** Stored records **
-=-=-=-=-

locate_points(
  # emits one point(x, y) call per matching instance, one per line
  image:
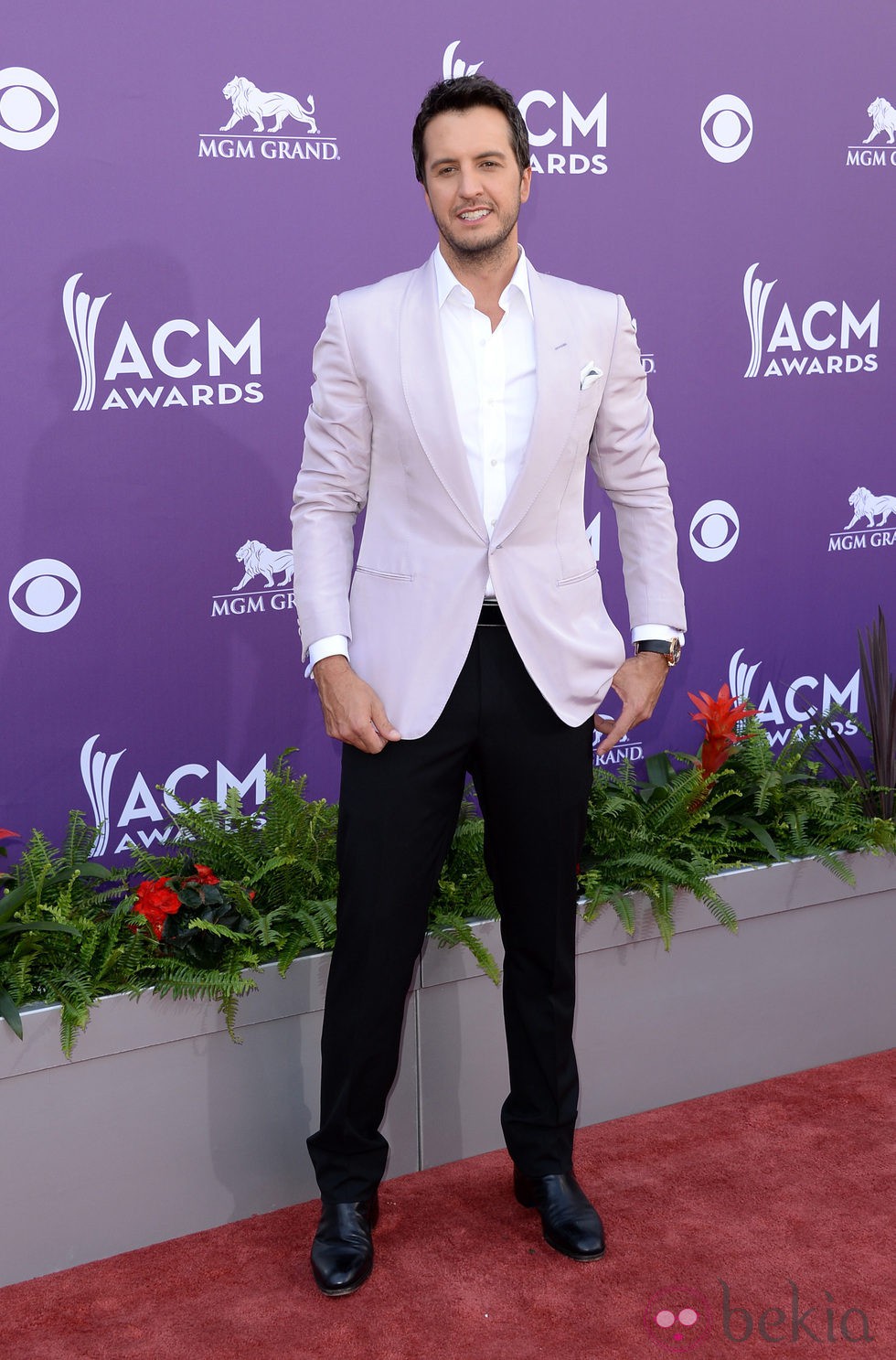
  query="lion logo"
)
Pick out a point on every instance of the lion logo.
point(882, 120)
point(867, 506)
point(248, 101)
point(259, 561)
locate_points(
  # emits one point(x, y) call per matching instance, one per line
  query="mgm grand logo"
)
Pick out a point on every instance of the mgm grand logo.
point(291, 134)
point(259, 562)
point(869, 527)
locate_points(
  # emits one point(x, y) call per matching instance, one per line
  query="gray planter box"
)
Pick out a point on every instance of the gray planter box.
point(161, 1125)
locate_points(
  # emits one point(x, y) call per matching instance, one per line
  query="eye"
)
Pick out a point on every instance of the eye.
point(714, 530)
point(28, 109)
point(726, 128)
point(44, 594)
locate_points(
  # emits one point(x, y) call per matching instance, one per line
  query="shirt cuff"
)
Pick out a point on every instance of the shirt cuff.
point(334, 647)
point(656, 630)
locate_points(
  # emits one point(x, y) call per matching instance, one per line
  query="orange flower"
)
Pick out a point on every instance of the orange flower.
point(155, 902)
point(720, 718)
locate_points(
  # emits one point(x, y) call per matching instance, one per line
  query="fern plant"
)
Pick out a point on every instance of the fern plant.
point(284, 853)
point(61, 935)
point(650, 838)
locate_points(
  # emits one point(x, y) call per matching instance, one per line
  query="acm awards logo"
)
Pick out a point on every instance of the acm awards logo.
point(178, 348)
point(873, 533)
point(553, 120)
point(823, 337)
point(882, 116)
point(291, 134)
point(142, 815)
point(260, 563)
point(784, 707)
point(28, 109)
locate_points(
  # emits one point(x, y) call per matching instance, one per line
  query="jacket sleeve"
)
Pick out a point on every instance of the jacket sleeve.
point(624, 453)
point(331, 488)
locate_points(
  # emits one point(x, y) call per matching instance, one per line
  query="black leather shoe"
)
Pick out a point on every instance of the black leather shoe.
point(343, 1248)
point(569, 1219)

-=-=-=-=-

** Set task **
Can you echo the data from its start up to and including the line with "point(869, 527)", leaving the pictures out of your answer?

** Full output **
locate_points(
  # emits one point(x, y) call per matching instance, one per line
  image:
  query="lion logo"
)
Pick out a point on every instance of the lion logo.
point(882, 120)
point(867, 506)
point(248, 101)
point(259, 561)
locate_points(
  # emits one point(x, y) call per matching instance, one per line
  query="mgm grand logo"
)
Pick out a point on every instance of the mgm grand logo.
point(291, 134)
point(259, 562)
point(869, 527)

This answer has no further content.